*What is expected*. Pictures excluded, copy every record that follows exactly as it appears.

-- The data follows --

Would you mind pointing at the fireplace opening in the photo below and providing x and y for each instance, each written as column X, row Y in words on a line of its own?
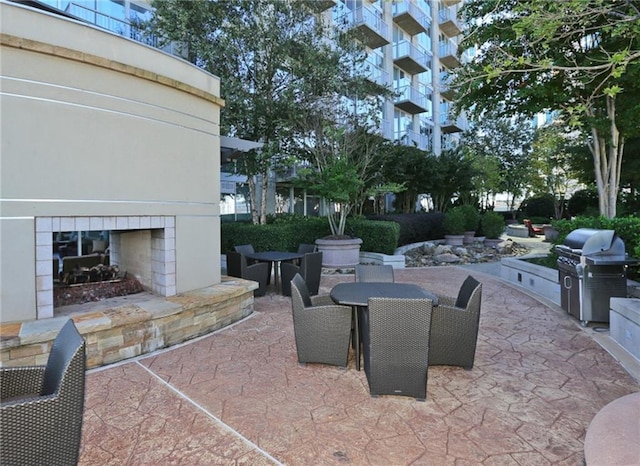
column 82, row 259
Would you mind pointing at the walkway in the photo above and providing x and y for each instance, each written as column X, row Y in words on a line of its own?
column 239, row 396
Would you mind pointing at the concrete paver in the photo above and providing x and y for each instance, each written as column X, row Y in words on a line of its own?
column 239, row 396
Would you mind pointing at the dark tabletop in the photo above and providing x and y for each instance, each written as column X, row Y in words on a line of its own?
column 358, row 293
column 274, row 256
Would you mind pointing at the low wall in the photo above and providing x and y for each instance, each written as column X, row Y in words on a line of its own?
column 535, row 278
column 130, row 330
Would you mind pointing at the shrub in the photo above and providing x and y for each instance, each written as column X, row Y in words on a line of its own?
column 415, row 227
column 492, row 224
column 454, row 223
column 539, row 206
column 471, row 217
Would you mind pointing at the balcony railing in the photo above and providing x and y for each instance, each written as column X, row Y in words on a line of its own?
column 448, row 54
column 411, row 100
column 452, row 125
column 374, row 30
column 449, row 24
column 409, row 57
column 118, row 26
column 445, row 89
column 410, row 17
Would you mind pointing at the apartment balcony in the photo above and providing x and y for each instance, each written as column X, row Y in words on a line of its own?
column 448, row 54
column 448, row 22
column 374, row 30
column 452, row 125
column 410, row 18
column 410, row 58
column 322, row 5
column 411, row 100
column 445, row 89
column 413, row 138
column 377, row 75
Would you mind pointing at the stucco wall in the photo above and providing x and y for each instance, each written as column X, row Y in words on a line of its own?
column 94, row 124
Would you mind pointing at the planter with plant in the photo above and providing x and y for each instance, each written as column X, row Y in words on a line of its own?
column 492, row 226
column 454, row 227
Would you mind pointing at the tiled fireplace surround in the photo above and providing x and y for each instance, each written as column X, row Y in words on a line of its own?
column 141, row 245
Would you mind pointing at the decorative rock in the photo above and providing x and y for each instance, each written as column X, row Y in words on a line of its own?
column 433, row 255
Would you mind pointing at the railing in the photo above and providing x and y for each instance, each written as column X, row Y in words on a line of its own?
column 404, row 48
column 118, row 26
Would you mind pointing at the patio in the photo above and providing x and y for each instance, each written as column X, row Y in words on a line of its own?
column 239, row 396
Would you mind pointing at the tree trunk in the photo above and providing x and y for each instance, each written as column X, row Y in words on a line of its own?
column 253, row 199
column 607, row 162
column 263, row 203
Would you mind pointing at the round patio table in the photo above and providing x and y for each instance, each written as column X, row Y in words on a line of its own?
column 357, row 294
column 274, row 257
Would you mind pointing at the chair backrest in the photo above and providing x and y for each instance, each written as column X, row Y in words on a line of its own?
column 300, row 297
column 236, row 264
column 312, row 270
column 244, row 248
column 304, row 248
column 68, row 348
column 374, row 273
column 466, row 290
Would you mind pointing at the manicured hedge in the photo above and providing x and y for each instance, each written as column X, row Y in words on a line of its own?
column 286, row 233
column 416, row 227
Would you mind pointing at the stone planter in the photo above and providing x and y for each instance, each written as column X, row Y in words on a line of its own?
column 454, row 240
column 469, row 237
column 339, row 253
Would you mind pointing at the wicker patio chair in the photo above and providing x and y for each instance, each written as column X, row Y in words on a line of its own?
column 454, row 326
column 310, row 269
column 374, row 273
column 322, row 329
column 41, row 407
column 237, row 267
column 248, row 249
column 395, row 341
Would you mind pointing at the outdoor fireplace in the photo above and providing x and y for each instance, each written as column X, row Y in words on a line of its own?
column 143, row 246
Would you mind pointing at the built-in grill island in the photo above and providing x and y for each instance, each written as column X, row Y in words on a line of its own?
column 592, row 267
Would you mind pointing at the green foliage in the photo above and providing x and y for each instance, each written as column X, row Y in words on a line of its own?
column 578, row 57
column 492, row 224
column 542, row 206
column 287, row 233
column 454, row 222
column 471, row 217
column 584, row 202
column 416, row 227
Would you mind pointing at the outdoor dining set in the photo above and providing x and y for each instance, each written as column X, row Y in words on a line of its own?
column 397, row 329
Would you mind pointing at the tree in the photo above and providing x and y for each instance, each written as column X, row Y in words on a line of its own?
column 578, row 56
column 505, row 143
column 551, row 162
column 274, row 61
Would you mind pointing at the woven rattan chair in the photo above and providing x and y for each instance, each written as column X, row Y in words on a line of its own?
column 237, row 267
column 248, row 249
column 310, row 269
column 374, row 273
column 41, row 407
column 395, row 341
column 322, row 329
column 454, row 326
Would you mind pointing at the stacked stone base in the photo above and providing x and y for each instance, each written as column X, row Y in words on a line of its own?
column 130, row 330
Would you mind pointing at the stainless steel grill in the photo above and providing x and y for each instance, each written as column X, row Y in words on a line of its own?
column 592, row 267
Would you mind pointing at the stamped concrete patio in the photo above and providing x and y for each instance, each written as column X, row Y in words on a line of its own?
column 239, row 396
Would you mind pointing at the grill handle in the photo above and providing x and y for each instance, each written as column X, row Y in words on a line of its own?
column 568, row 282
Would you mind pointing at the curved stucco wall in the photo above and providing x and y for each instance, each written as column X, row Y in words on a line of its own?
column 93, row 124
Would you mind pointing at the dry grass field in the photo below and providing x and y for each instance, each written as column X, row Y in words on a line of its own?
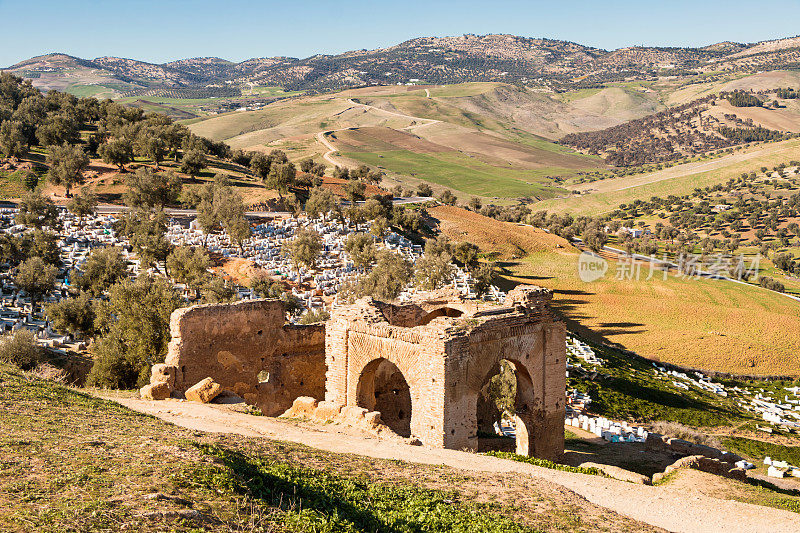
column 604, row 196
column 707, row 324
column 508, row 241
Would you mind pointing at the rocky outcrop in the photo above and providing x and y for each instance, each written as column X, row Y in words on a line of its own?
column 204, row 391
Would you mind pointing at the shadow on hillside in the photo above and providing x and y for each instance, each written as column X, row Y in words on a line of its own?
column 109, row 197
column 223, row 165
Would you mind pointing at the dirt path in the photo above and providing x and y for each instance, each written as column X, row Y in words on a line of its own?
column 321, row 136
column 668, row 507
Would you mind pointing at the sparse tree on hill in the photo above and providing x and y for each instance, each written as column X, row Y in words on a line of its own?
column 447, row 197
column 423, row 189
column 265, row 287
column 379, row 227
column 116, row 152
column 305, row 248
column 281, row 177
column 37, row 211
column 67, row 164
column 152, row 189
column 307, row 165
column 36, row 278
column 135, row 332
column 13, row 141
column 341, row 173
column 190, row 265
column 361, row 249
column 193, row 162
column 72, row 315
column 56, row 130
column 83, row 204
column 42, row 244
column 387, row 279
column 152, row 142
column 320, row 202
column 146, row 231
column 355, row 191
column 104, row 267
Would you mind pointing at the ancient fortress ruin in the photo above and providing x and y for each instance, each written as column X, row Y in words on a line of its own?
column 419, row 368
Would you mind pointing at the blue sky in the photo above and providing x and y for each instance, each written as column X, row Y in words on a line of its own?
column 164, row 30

-- The data concluded --

*Output for this exercise*.
Would you mind pointing at the fireplace opening in the photo below and providing x and y for each instance, each written as column X, row Y in words on a line of its own?
column 82, row 259
Would you mind pointing at the walkway in the photo above and providing x and y for each instance, each written as column X, row Y in words on a line of its own?
column 239, row 396
Would you mind pointing at the concrete paver in the photo above and providing x and y for each instance, each written as column X, row Y in words on a line of its own?
column 239, row 396
Would you mind pointing at the dark tabletop in the photo above and providing x and y for each instance, each written as column X, row Y in words on a line of its own?
column 358, row 293
column 274, row 256
Would you mind pointing at the low wall in the photo above and providing x and y for each instance, each written as column X, row Y in words on a line of its own?
column 535, row 278
column 130, row 330
Would you mind pointing at the shrub in the photo above and providing x and y for each instance, each written as column X, row Y in words on a line of its own?
column 415, row 227
column 492, row 224
column 454, row 223
column 539, row 206
column 471, row 217
Would you mind pointing at the balcony railing in the photo above and providing x and y for each instance, each written as column X, row Y in words on a line of its own?
column 448, row 54
column 411, row 100
column 452, row 125
column 374, row 30
column 449, row 24
column 409, row 57
column 118, row 26
column 445, row 89
column 410, row 17
Would you mind pointing at the apartment balcony in the photo above and providing x and y for each instance, each written as column X, row Y in words on a line of its own?
column 448, row 54
column 448, row 22
column 374, row 30
column 452, row 125
column 410, row 18
column 410, row 58
column 322, row 5
column 411, row 100
column 445, row 89
column 413, row 138
column 377, row 75
Would you mind pointing at the stucco wall in the photo above and providing x and y for each instance, each written as column X, row Y in words on a line of its own?
column 94, row 124
Would you mind pointing at the planter with plant in the photo above and providing x and y for each instance, each written as column X, row Y in words on a line of its own?
column 492, row 226
column 454, row 227
Would you mind pointing at the tiled fireplace surround in the photo above and providing x and y for each instance, each written as column X, row Y in words on a line of its own?
column 141, row 245
Would you mind pointing at the decorative rock in the photo above and providing x and y for each instance, each written as column X, row Y in words on a line of its own?
column 433, row 255
Would you mind pointing at the railing in the photo above and providing x and y for each instance, each written as column X, row Y in words on a line of its own?
column 404, row 48
column 118, row 26
Would you mind pointing at the patio in the photo above and providing x and y for each instance, each written as column X, row Y in words on a line of its own?
column 239, row 396
Would you mind pointing at the tree trunk in the photo above and providing x and y for each instance, each written as column X, row Y in words on a line of its own?
column 253, row 199
column 607, row 162
column 263, row 203
Would you mind pointing at the round patio table in the photo above and providing x and y for each instance, each written as column X, row Y in words on a line of its own?
column 357, row 294
column 274, row 257
Would you mind pointing at the chair backrest in the photo above and providing x and y for each instance, each written as column X, row Y in words on a line of its own?
column 300, row 297
column 236, row 264
column 312, row 270
column 244, row 248
column 304, row 248
column 68, row 348
column 374, row 273
column 466, row 290
Would you mind pointing at the manicured hedge in the photo above and providing x and y for each instance, each written as column X, row Y in words on a line of its own?
column 286, row 233
column 416, row 227
Would you mind pointing at the stone planter in the photo above and providing x and y for each instance, each written as column X, row Y in words on a line of its own?
column 454, row 240
column 469, row 237
column 339, row 253
Would you mind pointing at the wicker patio chair in the photo above and providing x and y for each instance, each written as column X, row Y in words on a line of its own?
column 454, row 326
column 310, row 269
column 374, row 273
column 322, row 329
column 41, row 407
column 237, row 267
column 248, row 249
column 395, row 341
Would you mind pointing at the outdoor fireplace in the photo above and providing x and y for each instance, each written as column X, row Y in words on a line of its own?
column 143, row 246
Would you mind pointing at the built-in grill island in the photo above and providing x and y for each instance, each written as column X, row Y in words on a line of its own?
column 592, row 267
Would you mind pointing at the green foliage in the photo above and providing x and y for each instance, each written as column X, row Y in words on a line of its own?
column 578, row 57
column 492, row 224
column 542, row 206
column 287, row 233
column 454, row 222
column 471, row 217
column 584, row 202
column 416, row 227
Would you mind pointing at the outdoor dining set in the photo above and providing x and y for each instance, each written as column X, row Y in words on a line of its own?
column 397, row 329
Would you mind pointing at the tree in the photo above and providing x and y for each instance, each written as column X, row Y in words on a line of its own?
column 578, row 56
column 505, row 143
column 551, row 162
column 274, row 61
Would you mind pointing at the woven rattan chair in the photo above and providing x and y for each instance, each written as column X, row Y in words on a line of its own?
column 237, row 267
column 248, row 249
column 310, row 269
column 374, row 273
column 41, row 407
column 395, row 341
column 322, row 329
column 454, row 326
Would you mind pointing at the stacked stone base in the photo above and providing x and y for each instance, each written as column X, row Y in words on a line of its own?
column 130, row 330
Would you mind pointing at the stainless steel grill in the photo above and providing x and y for each instance, each written as column X, row Y in words on a line of its own?
column 592, row 267
Would you mind pointing at the stamped concrete patio in the photo above and providing x and y for each instance, each written as column X, row Y in words on a line of its own?
column 239, row 396
Would you mind pointing at the grill handle in the photo above and providing x and y for each instance, each written as column X, row Y in words on a line of its own?
column 568, row 282
Would you mind pointing at the curved stucco wall in the photo above and providing x and y for each instance, each written as column X, row Y in words on a line of its own?
column 93, row 124
Would you mind pointing at the dry grass field in the photo below and providing x and y for each instance, each written as column X, row Y in words on a line of its own?
column 604, row 196
column 707, row 324
column 508, row 241
Would you mind pointing at the rocky outcrop in the photo above and providing x and y for each instance, each written as column X, row Y in words on a line of its own?
column 204, row 391
Would you mind pointing at the shadow on hillside in the photo above and providing x and y for each instance, each written as column X, row Y in words on a line of its own?
column 109, row 197
column 223, row 165
Would you mind pointing at the dirt path in the photo above and providing x and y for each instance, each written as column X, row Y in words on a line of its own?
column 321, row 136
column 668, row 507
Would you mind pointing at the sparse tree on hill in the photo above and providing x and y for each instance, each written as column X, row Y in words on a line of its own?
column 447, row 197
column 423, row 189
column 265, row 287
column 379, row 227
column 116, row 152
column 305, row 248
column 281, row 177
column 37, row 211
column 67, row 164
column 152, row 189
column 307, row 165
column 36, row 278
column 135, row 332
column 13, row 141
column 341, row 173
column 190, row 265
column 361, row 249
column 193, row 162
column 72, row 315
column 56, row 130
column 83, row 204
column 42, row 244
column 387, row 279
column 152, row 142
column 320, row 202
column 146, row 231
column 355, row 191
column 104, row 267
Would you mind pointing at the ancient fortress ruin in the photo above and providing x and y for each instance, each written as column X, row Y in words on a line of its own?
column 419, row 368
Would you mind pointing at the blue sky in the photo above and providing x and y for each instance, each written as column X, row Y in words on a line of its own?
column 164, row 30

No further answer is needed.